● **Consigna**:
¿Qué familiares de quien narra se mencionan en el texto sobre la bicicleta?

● **Fragmento seleccionado**:
-------------------------

Me gusta mucho este poema porque está dividido en dos, como la bicicleta en sus dos ruedas. En la primera rueda vemos a alguien que describe un estado pictórico del clima: “...nublado... desde las rendijas / de la ventana... / resplandecen colores notables, opacos...” Me gusta la puntuación del poema, los versos cortados en lugares inéditos que hacen que las palabras y las oraciones se vuelvan inestables, que se conviertan en conceptos que no se pueden tranquilizar. Un concepto que no se puede tranquilizar es más emancipador que un concepto conservador. Me gusta también que se apropie de frases de otros escritores, como cuando dice que llega la estación capital, el verano, que es una frase de un relato de Juan José Saer. Yo lo identifico porque leí a Saer, pero tal vez todo el poema sea un conjunto de citas que se van ensamblando en su andar como se ensamblan las piezas de una bicicleta. Citas que no conozco pero no por eso dejan de remitir a otros textos y así al infinito. Y en la segunda rueda del poema, la rueda que más se gasta porque es la que lleva el peso del cuerpo del ciclista, aparece en todo su esplendor la descripción metafísica de una bicicleta: “Un reloj de mecanismos / y engranajes ocultos, esparcidos / bajo un son de luz / un olor dulce /-contra la mañana- hecha de rocío...”.
"A fines de los noventa vuelvo a tener una bicicleta. Es negra, playera, contrapedal"
A fines de los noventa vuelvo a tener una bicicleta. Es negra, playera, contrapedal. La compro en Mar del Plata, en la costa, porque estoy trabajando, cubriendo el verano para un diario. Esta bicicleta muestra una fortaleza inusitada. Recorro la costa sin parar, los barrios suburbanos y los bosques de Mar del Plata. Cuando regreso a Buenos Aires la traigo en una combi en la que vuelvo con varios periodistas más. Estoy viviendo solo en un departamento chiquito y a la bicicleta la ato con una cadena a uno de los fierros de la escalera que está al lado del ascensor. Con ella recorro, los fines de semana, los parques, buscando libros viejos. Pasa el tiempo, me mudo, vivo en una casa inmensa, me compro un auto con un premio que recibo por un poema, la bicicleta va a parar a un gancho en el garage donde estaciono mi auto. Tengo una hija, tengo un hijo. Le regalo la bicicleta a mi hermano Juan. Él la usa hasta el día de hoy. Está impecable. A veces la veo cuando mi hermano va a visitar a mi padre y la trae. La toco. La miro.

-------------------------

● **Datos para revisar**:
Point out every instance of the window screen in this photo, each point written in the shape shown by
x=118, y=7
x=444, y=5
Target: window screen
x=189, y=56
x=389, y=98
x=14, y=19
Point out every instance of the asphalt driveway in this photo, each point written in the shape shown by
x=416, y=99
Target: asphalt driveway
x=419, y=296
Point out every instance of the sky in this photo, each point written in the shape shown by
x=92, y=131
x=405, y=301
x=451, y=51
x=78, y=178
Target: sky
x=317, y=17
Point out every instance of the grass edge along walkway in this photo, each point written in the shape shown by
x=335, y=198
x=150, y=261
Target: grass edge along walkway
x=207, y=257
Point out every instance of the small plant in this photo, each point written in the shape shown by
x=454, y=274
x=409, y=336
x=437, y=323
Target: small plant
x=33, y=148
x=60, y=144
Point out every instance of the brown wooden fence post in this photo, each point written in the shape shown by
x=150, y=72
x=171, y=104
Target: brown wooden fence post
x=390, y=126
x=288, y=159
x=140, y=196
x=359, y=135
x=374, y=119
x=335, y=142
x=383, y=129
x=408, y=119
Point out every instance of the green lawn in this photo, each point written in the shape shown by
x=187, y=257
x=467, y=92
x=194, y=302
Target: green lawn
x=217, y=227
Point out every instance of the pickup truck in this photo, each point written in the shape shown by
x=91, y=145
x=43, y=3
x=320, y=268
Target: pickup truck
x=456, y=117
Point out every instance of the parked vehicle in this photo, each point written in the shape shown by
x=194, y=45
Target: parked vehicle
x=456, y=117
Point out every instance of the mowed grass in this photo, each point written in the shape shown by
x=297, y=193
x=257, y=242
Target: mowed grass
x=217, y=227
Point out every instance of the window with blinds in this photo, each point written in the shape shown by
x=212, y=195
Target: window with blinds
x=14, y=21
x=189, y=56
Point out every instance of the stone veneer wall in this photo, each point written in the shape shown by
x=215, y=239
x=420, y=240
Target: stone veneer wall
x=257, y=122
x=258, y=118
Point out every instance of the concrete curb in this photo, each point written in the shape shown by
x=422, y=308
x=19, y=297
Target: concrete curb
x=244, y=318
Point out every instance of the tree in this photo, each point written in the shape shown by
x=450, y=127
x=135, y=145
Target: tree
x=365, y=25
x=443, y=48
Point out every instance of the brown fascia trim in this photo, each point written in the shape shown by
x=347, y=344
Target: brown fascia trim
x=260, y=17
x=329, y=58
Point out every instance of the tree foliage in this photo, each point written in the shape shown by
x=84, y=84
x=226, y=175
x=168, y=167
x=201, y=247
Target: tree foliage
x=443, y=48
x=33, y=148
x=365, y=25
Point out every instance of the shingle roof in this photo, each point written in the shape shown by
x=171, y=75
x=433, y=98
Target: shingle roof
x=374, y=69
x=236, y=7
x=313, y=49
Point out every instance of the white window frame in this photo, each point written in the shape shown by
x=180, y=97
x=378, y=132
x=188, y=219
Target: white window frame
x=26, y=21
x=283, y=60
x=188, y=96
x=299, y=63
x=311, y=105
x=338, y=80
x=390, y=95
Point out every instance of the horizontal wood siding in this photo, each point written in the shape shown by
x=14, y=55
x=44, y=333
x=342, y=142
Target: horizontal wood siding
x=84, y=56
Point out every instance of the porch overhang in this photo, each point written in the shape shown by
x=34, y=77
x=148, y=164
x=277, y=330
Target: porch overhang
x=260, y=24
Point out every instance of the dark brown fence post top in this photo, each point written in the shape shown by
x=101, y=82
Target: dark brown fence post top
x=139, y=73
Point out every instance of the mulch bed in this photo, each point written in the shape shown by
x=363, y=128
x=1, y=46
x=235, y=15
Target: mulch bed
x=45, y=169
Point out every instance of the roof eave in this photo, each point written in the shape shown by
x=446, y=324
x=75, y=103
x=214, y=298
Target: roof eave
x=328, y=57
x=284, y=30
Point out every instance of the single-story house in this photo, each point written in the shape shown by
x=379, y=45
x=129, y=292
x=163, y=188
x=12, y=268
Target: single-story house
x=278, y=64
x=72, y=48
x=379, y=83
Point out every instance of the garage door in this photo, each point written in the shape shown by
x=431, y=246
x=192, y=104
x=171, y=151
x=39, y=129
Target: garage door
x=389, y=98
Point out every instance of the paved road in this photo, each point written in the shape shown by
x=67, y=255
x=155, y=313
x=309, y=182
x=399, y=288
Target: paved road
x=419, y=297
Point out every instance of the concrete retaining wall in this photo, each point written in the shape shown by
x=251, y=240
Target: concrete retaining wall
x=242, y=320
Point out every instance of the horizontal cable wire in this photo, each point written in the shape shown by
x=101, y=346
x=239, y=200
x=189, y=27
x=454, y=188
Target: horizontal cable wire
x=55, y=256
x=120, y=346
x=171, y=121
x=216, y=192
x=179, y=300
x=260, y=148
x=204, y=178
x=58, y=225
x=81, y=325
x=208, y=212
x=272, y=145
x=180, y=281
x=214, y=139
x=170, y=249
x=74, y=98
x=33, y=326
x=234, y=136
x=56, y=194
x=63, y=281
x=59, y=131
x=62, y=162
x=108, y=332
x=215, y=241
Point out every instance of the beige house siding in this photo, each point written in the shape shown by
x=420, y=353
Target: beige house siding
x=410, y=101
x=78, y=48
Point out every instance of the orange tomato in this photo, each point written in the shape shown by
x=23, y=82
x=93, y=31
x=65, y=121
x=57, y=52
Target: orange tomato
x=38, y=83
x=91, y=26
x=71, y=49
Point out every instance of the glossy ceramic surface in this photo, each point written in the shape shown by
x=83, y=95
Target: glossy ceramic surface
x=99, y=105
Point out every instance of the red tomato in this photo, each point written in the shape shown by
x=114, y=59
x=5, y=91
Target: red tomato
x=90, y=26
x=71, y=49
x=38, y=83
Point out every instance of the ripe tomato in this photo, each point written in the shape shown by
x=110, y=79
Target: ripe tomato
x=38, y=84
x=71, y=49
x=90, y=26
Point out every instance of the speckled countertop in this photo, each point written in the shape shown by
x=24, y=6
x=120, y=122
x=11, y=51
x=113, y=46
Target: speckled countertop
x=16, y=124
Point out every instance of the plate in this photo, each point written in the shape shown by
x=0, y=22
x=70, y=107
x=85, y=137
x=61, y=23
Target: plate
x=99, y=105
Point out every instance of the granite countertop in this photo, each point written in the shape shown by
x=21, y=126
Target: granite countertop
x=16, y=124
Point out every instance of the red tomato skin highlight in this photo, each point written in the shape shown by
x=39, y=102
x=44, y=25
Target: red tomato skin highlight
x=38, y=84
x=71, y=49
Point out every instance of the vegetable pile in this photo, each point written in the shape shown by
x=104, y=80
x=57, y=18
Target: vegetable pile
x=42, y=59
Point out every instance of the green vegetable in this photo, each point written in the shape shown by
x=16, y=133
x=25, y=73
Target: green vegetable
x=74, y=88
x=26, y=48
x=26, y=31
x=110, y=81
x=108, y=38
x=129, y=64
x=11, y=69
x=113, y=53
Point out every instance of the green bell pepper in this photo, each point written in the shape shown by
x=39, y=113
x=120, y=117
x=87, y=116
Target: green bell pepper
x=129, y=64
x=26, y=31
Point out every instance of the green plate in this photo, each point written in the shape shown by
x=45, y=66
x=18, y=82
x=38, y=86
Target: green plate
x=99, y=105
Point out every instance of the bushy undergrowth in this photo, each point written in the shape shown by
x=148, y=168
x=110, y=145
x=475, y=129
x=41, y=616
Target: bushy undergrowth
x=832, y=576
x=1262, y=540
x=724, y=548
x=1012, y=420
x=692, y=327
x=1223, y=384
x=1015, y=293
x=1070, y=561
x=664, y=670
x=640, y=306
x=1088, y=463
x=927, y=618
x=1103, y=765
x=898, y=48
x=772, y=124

-------------------------

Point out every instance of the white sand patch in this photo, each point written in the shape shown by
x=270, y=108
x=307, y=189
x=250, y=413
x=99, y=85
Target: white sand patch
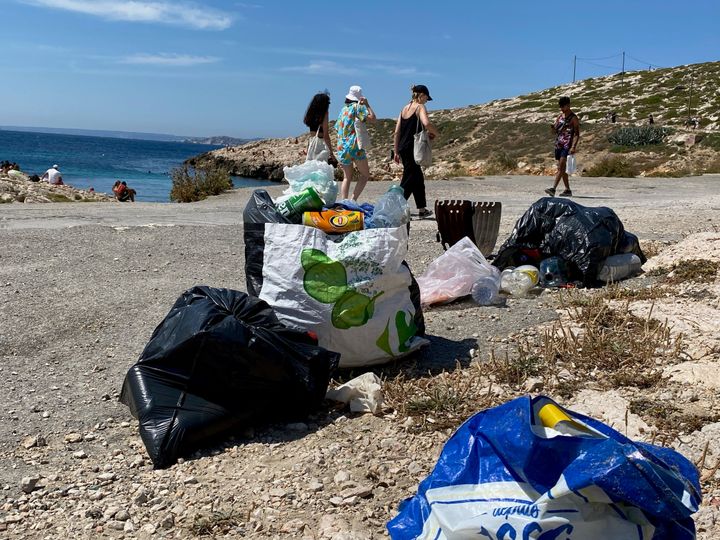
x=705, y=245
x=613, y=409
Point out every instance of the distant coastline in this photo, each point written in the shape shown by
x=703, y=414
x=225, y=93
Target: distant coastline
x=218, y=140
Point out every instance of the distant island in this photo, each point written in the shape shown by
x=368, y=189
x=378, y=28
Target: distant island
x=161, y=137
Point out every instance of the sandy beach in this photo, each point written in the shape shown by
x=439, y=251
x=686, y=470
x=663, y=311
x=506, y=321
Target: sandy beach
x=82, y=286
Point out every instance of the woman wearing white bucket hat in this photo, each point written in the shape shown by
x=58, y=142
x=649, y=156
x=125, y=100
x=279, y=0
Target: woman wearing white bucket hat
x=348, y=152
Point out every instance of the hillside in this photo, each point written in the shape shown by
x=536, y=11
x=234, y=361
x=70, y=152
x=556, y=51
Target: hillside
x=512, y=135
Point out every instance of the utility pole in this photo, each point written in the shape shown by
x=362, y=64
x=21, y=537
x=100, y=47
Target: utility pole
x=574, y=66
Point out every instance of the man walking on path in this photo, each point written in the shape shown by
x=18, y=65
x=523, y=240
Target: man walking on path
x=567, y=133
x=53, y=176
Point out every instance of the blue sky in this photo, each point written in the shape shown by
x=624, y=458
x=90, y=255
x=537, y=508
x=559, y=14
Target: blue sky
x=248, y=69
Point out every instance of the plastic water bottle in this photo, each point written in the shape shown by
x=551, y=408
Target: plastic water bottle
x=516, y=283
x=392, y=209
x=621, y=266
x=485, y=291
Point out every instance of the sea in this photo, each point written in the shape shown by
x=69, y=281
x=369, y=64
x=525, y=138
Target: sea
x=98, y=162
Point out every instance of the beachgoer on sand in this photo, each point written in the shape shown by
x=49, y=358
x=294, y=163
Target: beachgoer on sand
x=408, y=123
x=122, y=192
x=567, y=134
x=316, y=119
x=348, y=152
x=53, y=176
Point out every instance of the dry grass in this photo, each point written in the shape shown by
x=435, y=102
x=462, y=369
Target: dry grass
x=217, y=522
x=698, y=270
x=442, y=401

-------------------------

● **Respuesta**:
Una hija, un hijo, su hermano Juan y su padre.